## TO DO
Rewrite every line of the data below, shifting each coordinate in the answer outlines by -97 and leaving all other numbers as they are.

## TASK INPUTS
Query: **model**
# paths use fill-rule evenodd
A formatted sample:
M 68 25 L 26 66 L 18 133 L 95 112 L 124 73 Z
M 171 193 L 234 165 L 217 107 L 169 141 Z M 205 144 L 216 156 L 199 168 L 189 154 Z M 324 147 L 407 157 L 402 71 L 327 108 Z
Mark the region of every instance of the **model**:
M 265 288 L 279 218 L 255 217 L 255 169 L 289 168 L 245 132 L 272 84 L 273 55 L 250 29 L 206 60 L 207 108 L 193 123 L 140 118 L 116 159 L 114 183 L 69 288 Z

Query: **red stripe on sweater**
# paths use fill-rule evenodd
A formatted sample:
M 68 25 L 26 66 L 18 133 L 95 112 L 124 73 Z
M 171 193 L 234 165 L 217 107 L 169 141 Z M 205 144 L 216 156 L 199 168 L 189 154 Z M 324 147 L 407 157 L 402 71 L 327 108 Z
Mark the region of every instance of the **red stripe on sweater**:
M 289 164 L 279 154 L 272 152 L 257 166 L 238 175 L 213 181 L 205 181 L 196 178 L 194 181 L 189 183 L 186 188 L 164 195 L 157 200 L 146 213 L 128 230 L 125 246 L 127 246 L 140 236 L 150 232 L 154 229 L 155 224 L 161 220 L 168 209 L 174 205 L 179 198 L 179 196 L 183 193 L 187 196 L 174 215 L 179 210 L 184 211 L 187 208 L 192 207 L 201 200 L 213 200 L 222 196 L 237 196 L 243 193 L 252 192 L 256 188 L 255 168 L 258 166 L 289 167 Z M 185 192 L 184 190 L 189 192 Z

## SOLUTION FOR THIS TASK
Query: **model**
# paths use fill-rule evenodd
A formatted sample:
M 68 25 L 26 66 L 18 133 L 95 112 L 124 73 Z
M 171 193 L 234 165 L 217 107 L 169 141 Z M 205 144 L 216 156 L 199 168 L 189 154 Z M 324 147 L 407 157 L 402 71 L 327 108 Z
Mark the region of every instance of the **model**:
M 168 191 L 182 121 L 158 120 L 158 72 L 192 71 L 148 35 L 175 -13 L 176 -42 L 153 -68 L 109 -37 L 110 11 L 96 26 L 43 21 L 19 62 L 17 86 L -28 191 Z

Query: **red stripe on sweater**
# paths use fill-rule evenodd
A formatted sample:
M 68 25 L 26 66 L 18 133 L 95 112 L 124 73 Z
M 171 193 L 234 165 L 217 107 L 169 141 Z M 205 144 L 216 156 L 199 168 L 189 154 Z M 324 147 L 407 157 L 402 71 L 327 108 Z
Mark the region of every instance of the **red stripe on sweater**:
M 192 67 L 182 57 L 175 55 L 160 69 L 141 78 L 116 84 L 108 84 L 99 81 L 97 84 L 92 86 L 89 91 L 67 98 L 60 103 L 49 116 L 31 133 L 28 149 L 30 149 L 43 139 L 53 135 L 57 132 L 58 127 L 64 123 L 71 112 L 77 108 L 82 101 L 82 99 L 86 96 L 90 99 L 77 118 L 82 113 L 87 114 L 90 111 L 95 110 L 104 103 L 116 103 L 125 99 L 140 99 L 146 96 L 155 95 L 159 91 L 158 71 L 161 69 L 192 70 Z M 88 95 L 87 93 L 92 95 Z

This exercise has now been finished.